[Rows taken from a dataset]
<<<<

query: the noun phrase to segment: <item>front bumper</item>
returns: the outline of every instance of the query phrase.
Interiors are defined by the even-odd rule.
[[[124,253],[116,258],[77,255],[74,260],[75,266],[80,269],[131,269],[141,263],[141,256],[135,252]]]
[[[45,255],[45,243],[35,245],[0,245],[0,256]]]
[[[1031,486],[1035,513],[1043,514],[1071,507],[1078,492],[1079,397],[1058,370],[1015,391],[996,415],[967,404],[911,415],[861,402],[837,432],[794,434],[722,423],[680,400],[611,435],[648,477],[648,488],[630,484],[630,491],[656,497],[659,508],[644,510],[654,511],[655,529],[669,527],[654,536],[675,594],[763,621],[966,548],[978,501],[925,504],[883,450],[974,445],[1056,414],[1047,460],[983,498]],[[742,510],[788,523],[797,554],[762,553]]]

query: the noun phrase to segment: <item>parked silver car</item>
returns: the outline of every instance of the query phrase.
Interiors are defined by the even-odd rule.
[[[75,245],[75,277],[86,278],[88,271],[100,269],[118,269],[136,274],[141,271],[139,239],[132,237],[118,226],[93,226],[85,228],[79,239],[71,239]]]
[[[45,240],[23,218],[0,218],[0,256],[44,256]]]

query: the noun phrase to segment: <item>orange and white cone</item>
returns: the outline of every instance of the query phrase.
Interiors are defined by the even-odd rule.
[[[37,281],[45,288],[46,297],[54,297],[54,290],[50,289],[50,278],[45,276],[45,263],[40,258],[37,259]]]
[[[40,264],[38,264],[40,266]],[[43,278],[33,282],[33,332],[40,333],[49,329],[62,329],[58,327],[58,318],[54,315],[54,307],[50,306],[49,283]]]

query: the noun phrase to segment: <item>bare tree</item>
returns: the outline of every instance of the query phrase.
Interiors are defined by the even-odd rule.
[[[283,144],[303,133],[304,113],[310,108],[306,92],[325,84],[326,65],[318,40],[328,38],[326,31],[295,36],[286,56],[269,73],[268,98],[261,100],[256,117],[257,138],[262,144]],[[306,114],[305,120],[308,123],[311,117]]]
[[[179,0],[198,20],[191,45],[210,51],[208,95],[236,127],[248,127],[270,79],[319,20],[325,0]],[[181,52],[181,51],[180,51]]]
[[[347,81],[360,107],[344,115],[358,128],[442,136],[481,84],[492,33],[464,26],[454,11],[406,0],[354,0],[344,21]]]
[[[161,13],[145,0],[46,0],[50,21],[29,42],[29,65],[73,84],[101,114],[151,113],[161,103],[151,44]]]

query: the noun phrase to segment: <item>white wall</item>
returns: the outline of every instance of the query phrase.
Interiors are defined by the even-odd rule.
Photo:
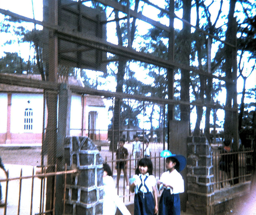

>>>>

■ **Task description**: Present every line of the rows above as a numbered list, dropping any blank lines. Omit the pictures from your answer.

■ **Expected output**:
1. query: the noun phrase to segment: <item>front bumper</item>
2. returns: the outline of every instance of the query phrase.
3. Interiors are defined by the even-odd rule.
4. [[[124,253],[116,258],[77,255],[74,260],[75,266],[80,269],[131,269],[141,263],[141,256],[135,252]]]
5. [[[45,255],[45,243],[35,245],[0,245],[0,256]]]
6. [[[1031,486],[1035,513],[1043,514],[1071,507],[1078,492],[1079,397],[1058,370],[1015,391],[996,415],[967,404],[911,415],[861,402],[837,432],[794,434],[722,423],[680,400],[611,435],[648,477],[648,488],[630,484],[630,491],[656,497],[659,508],[644,510],[654,511],[655,529],[669,527],[654,536],[675,594],[763,621],[966,548],[978,501],[925,504],[883,450],[974,445],[1056,414],[1047,460],[983,498]],[[742,510],[788,523],[797,554],[762,553]]]
7. query: the noun phrase to segment: <item>parked silver car</item>
8. returns: the outline of every instance of the query phrase.
9. Interiors are defined by the even-odd rule.
10. [[[75,245],[75,277],[86,278],[88,271],[100,269],[118,269],[136,274],[141,271],[139,239],[132,237],[118,226],[93,226],[85,228],[79,239],[71,239]]]
11. [[[45,240],[23,218],[0,218],[0,256],[44,256]]]
12. query: the noun phrase to segment: <item>orange and white cone</item>
13. returns: the outline of every instance of the query phrase.
14. Interiors are defined by the even-odd rule.
15. [[[37,281],[45,288],[46,297],[54,297],[54,290],[50,289],[50,278],[45,276],[45,263],[40,258],[37,259]]]
16. [[[40,264],[38,264],[40,266]],[[43,278],[33,282],[33,332],[40,333],[49,329],[62,329],[58,327],[58,318],[54,315],[54,307],[50,306],[49,283]]]
17. query: the noun phrase to segment: <item>bare tree</item>
18. returns: the outline of every instance of the query phrase.
19. Interiors are defined by the even-odd rule.
20. [[[283,144],[303,133],[304,113],[310,108],[306,92],[325,84],[326,65],[318,40],[328,38],[326,31],[295,36],[286,56],[269,73],[268,98],[261,100],[256,117],[257,138],[262,144]],[[306,114],[305,120],[308,123],[311,117]]]
21. [[[179,0],[198,20],[191,45],[210,51],[208,95],[236,127],[248,127],[270,79],[319,20],[325,0]],[[181,52],[181,51],[180,51]]]
22. [[[347,81],[360,107],[344,115],[358,128],[442,136],[481,84],[492,33],[464,26],[454,11],[406,0],[354,0],[344,21]]]
23. [[[161,13],[145,0],[46,0],[50,21],[29,42],[29,65],[73,84],[101,114],[151,113],[161,103],[151,44]]]
24. query: the noun phrase to segment: <item>white wall</item>
25. returns: the outline of every instance of the query phrase.
26. Interiors are defined by the even-odd rule.
27. Photo:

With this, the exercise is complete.